**EXERCISE MATERIAL**
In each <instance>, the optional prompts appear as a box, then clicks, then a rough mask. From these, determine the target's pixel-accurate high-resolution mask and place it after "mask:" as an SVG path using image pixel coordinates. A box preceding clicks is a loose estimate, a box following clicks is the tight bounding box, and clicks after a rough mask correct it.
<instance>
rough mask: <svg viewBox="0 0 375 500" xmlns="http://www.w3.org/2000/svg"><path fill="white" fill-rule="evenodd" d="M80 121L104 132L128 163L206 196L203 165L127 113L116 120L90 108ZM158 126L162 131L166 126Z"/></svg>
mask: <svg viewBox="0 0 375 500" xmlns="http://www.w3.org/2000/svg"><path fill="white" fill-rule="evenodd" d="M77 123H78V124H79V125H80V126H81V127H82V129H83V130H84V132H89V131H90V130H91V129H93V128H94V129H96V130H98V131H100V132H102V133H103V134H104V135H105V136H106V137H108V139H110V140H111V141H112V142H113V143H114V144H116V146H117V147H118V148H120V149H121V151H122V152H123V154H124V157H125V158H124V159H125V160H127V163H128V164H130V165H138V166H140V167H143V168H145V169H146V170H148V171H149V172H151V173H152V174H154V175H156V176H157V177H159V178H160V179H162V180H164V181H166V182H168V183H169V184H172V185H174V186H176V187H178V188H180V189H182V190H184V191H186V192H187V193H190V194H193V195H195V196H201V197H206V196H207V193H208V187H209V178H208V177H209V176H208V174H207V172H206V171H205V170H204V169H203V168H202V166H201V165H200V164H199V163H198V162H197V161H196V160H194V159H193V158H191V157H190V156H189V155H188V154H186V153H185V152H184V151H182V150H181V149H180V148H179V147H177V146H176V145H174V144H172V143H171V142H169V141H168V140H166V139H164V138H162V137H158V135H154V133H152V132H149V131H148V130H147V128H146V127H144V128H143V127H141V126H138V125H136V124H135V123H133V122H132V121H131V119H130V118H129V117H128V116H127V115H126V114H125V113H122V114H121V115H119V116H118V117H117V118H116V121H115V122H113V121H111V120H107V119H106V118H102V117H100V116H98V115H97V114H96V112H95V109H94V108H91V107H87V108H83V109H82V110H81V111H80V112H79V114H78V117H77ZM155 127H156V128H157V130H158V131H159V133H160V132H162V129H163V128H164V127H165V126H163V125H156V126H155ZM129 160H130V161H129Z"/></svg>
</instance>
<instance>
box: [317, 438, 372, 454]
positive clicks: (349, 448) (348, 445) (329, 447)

**REQUIREMENT**
Repeat the whole of the data above exactly, keeping every word.

**WRITTEN RESPONSE**
In each <instance>, the optional prompts appear as a box, then clicks, then a rough mask. From these, determine the target's pixel-accurate high-resolution mask and place it after "mask:" as an SVG path using image pixel coordinates. A box preceding clicks is a loose estimate, a box following clicks is the tight bounding box, and clicks after a rough mask correct it.
<instance>
rough mask: <svg viewBox="0 0 375 500" xmlns="http://www.w3.org/2000/svg"><path fill="white" fill-rule="evenodd" d="M80 121L104 132L128 163L206 196L203 165L127 113L116 120L90 108ZM158 126L162 131L166 126Z"/></svg>
mask: <svg viewBox="0 0 375 500" xmlns="http://www.w3.org/2000/svg"><path fill="white" fill-rule="evenodd" d="M77 123H78V124H79V125H80V126H81V127H82V129H83V130H84V132H89V131H90V130H91V129H93V128H94V129H96V130H98V131H100V132H102V133H103V134H104V135H105V136H106V137H108V139H110V140H111V141H112V142H113V143H114V144H116V146H117V147H118V148H120V149H121V151H122V152H123V154H124V157H125V158H124V159H125V160H127V163H128V164H130V165H138V166H140V167H143V168H145V169H146V170H148V171H149V172H151V173H152V174H154V175H156V176H157V177H159V178H160V179H162V180H164V181H166V182H168V183H169V184H172V185H174V186H176V187H178V188H180V189H182V190H184V191H186V192H187V193H190V194H193V195H195V196H201V197H206V196H207V193H208V187H209V178H208V177H209V176H208V174H207V172H206V171H205V170H204V169H203V168H202V166H201V165H200V164H199V163H198V162H197V161H196V160H194V159H193V158H191V157H190V156H189V155H188V154H186V153H185V152H184V151H182V150H181V149H180V148H179V147H177V146H176V145H174V144H172V143H171V142H169V141H168V140H166V139H164V138H162V137H158V135H154V133H152V132H149V131H148V130H147V128H146V127H144V128H143V127H141V126H138V125H136V124H135V123H133V122H132V121H131V119H130V118H129V117H128V116H127V115H126V114H125V113H122V114H121V115H119V116H118V117H117V118H116V121H115V122H113V121H111V120H107V119H106V118H102V117H100V116H98V115H97V114H96V112H95V109H94V108H91V107H87V108H83V109H82V110H81V111H80V112H79V114H78V117H77ZM155 127H156V128H157V130H158V131H159V133H160V132H162V129H163V128H164V127H165V126H163V125H156V126H155ZM129 160H130V161H129Z"/></svg>
</instance>
<instance>
box: [317, 438, 372, 454]
positive clicks: (349, 448) (348, 445) (329, 447)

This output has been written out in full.